Data listing:
──────────

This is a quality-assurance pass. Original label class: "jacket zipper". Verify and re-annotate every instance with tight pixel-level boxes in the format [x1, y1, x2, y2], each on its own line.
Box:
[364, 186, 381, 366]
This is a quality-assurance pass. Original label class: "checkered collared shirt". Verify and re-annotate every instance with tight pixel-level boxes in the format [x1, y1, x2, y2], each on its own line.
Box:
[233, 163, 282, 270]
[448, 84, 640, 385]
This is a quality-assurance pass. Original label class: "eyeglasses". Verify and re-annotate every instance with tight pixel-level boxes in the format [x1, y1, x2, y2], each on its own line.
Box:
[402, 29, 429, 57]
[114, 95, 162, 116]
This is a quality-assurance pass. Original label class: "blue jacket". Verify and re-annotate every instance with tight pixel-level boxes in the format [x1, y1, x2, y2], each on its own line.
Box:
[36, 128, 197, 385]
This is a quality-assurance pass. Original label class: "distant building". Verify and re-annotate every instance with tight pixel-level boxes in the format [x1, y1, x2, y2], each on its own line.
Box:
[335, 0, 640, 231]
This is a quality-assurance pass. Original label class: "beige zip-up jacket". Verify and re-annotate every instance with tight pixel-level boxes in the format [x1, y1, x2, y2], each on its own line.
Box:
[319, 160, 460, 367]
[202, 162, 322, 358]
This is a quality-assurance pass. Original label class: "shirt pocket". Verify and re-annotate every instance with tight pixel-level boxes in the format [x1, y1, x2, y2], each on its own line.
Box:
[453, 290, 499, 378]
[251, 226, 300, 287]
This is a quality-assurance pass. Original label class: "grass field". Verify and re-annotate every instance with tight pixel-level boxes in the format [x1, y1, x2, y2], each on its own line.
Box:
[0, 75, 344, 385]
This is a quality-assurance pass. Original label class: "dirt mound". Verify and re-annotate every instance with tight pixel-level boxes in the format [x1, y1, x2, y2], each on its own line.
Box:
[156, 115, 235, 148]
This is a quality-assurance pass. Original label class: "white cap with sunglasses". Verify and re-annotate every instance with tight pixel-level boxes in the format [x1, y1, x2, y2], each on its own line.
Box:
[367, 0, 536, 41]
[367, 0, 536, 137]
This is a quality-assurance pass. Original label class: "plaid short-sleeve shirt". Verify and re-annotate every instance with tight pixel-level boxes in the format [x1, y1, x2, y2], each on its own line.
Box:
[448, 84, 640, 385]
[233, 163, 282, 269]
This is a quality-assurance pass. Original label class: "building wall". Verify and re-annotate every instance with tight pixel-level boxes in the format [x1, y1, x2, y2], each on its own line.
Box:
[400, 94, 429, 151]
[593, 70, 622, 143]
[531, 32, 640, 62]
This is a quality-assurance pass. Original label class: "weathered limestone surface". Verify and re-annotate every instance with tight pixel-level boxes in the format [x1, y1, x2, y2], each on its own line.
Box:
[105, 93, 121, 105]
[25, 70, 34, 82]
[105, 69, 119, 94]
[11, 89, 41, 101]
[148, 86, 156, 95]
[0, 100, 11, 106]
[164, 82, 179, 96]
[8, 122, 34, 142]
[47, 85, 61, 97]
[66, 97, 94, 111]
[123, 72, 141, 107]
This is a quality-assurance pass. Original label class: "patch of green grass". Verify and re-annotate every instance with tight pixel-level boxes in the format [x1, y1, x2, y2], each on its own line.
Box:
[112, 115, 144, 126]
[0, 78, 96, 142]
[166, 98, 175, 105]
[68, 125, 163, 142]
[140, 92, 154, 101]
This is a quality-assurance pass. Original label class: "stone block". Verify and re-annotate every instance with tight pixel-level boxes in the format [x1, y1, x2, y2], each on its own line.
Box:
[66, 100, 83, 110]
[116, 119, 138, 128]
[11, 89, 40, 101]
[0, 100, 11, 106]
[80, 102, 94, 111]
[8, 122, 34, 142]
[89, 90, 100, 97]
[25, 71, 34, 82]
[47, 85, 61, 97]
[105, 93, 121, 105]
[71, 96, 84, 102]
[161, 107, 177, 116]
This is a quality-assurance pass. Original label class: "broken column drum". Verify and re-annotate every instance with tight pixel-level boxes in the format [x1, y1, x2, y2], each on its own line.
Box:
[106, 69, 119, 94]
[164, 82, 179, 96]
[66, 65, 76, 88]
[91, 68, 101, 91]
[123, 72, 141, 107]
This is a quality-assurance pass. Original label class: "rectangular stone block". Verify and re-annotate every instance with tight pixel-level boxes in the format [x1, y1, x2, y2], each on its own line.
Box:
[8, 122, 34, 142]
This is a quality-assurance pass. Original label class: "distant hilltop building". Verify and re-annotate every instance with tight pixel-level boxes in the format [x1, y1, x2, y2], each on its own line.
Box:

──────────

Exercise objective:
Rewrite all the rows above, substituting "relabel" for "re-annotate" wherever it occurs and leaving every other character as it is.

Result of the task:
This is a quality-assurance pass. Original label class: "jacket zipper". Verify and relabel every instance with tight pixel-level boxes in the format [x1, y1, x2, y2], each on its own line.
Box:
[364, 186, 381, 366]
This is a quality-assurance pass. Original label class: "checkered collared shirt". Verify and relabel every instance with tight pixel-level boxes in the format [x1, y1, x2, y2], each on its own line.
Box:
[233, 163, 282, 270]
[448, 84, 640, 385]
This is a quality-assurance pass. Original label class: "eyeglasses". Verify and relabel every instance with tight pixel-level boxes in the format [x1, y1, x2, y2], each on its own line.
Box:
[402, 29, 429, 57]
[114, 95, 162, 116]
This is a quality-assurance pass. Original label class: "blue jacket". Verify and relabel every instance with tight pixel-level boxes in the format [x1, y1, x2, y2], each on its own line.
Box:
[36, 128, 197, 385]
This is a quality-assurance pass. Original label class: "distant building". Verify and relabel every instance with tight pixel-level boxes in the format [x1, y1, x2, y2], each on its own line.
Box:
[335, 0, 640, 231]
This is a quality-assurance pass. Original label class: "beige zip-up jacket". Verify and relabel every instance with tight pixel-level boxes in the format [x1, y1, x2, y2], each on its own line.
Box:
[319, 160, 460, 367]
[202, 162, 322, 358]
This is a quality-assurance pass. Original label class: "shirt pocket". Verify and relabel every instance with tight pixel-level boxes in the format [x1, y1, x2, y2], each on its own line.
Box:
[453, 290, 499, 378]
[251, 226, 300, 287]
This is a quality-assurance pass. Original label class: "grass field". Verify and relabel every instance with tight pixel-level boxes in the format [x1, y1, x2, y2], each on its own line.
Box:
[0, 75, 344, 385]
This is a quality-assurance pass. Original label class: "dirt mound". Verify and relabel every instance with tight pixel-level boxes in the format [x1, y1, x2, y2], each on its own line.
Box:
[156, 115, 235, 148]
This is a quality-assurance pass. Original label class: "white cap with sunglasses". Verify and relabel every instance with tight pixel-level boxes in the format [x1, y1, x2, y2], each on its own line.
Box:
[367, 0, 536, 41]
[367, 0, 536, 137]
This is a quality-assurance pass. Original label class: "plaid short-sleeve shirt". Verify and relabel every instance with tight pixel-level boxes in the format [x1, y1, x2, y2], each on its own line.
Box:
[448, 84, 640, 385]
[233, 163, 282, 269]
This is a quality-assurance pass. Original label class: "building wall". Verify and relabel every instance with tight pixel-level boxes in the format [x1, y1, x2, y2], each on its own line.
Box:
[400, 94, 429, 151]
[593, 70, 622, 143]
[531, 32, 640, 62]
This is a quality-assurance pass. Original label class: "weathered limestone surface". Verify and relabel every instance with tight pixel-level boxes in the format [x1, y1, x2, y2], each on its own line.
Box:
[105, 93, 121, 105]
[25, 70, 34, 82]
[105, 69, 119, 94]
[11, 89, 41, 101]
[148, 86, 156, 95]
[0, 100, 11, 106]
[164, 82, 179, 96]
[8, 122, 34, 142]
[47, 85, 61, 97]
[66, 97, 94, 111]
[123, 72, 141, 107]
This is a quality-assurance pass. Original label class: "patch of green grass". Verify and relabel every instance with tight pixel-level boxes in the format [x1, y1, x2, y2], each on its own line.
Box:
[112, 115, 144, 126]
[0, 78, 96, 142]
[166, 98, 175, 105]
[68, 125, 163, 142]
[140, 92, 154, 101]
This is a quality-assurance pass. Original label class: "stone block". Verify and relabel every instance with tight pixel-level boxes in the format [x1, y1, x2, y2], each on its own line.
Box:
[66, 100, 83, 110]
[116, 119, 138, 128]
[11, 89, 40, 101]
[0, 100, 11, 106]
[80, 102, 94, 111]
[8, 122, 34, 142]
[89, 90, 100, 97]
[25, 71, 34, 82]
[47, 85, 61, 97]
[105, 93, 121, 105]
[71, 96, 84, 102]
[161, 107, 177, 116]
This is a quality-assurance pass. Original label class: "broken column drum". Verify and relabel every instance with tight pixel-level boxes in the format [x1, y1, x2, y2], each on its own line.
Box:
[106, 69, 119, 94]
[164, 82, 179, 96]
[66, 65, 76, 88]
[91, 68, 101, 91]
[123, 72, 141, 107]
This is a quality-assurance pass. Original label class: "rectangular stone block". Verify and relabel every instance with tight pixel-level boxes in the format [x1, y1, x2, y2], each on its own line.
Box:
[8, 122, 34, 142]
This is a quality-assurance pass. Original label class: "distant hilltop building". Verify and relabel every instance with tight pixel-level boxes in the format [x1, y1, x2, y2], each on its own line.
Box:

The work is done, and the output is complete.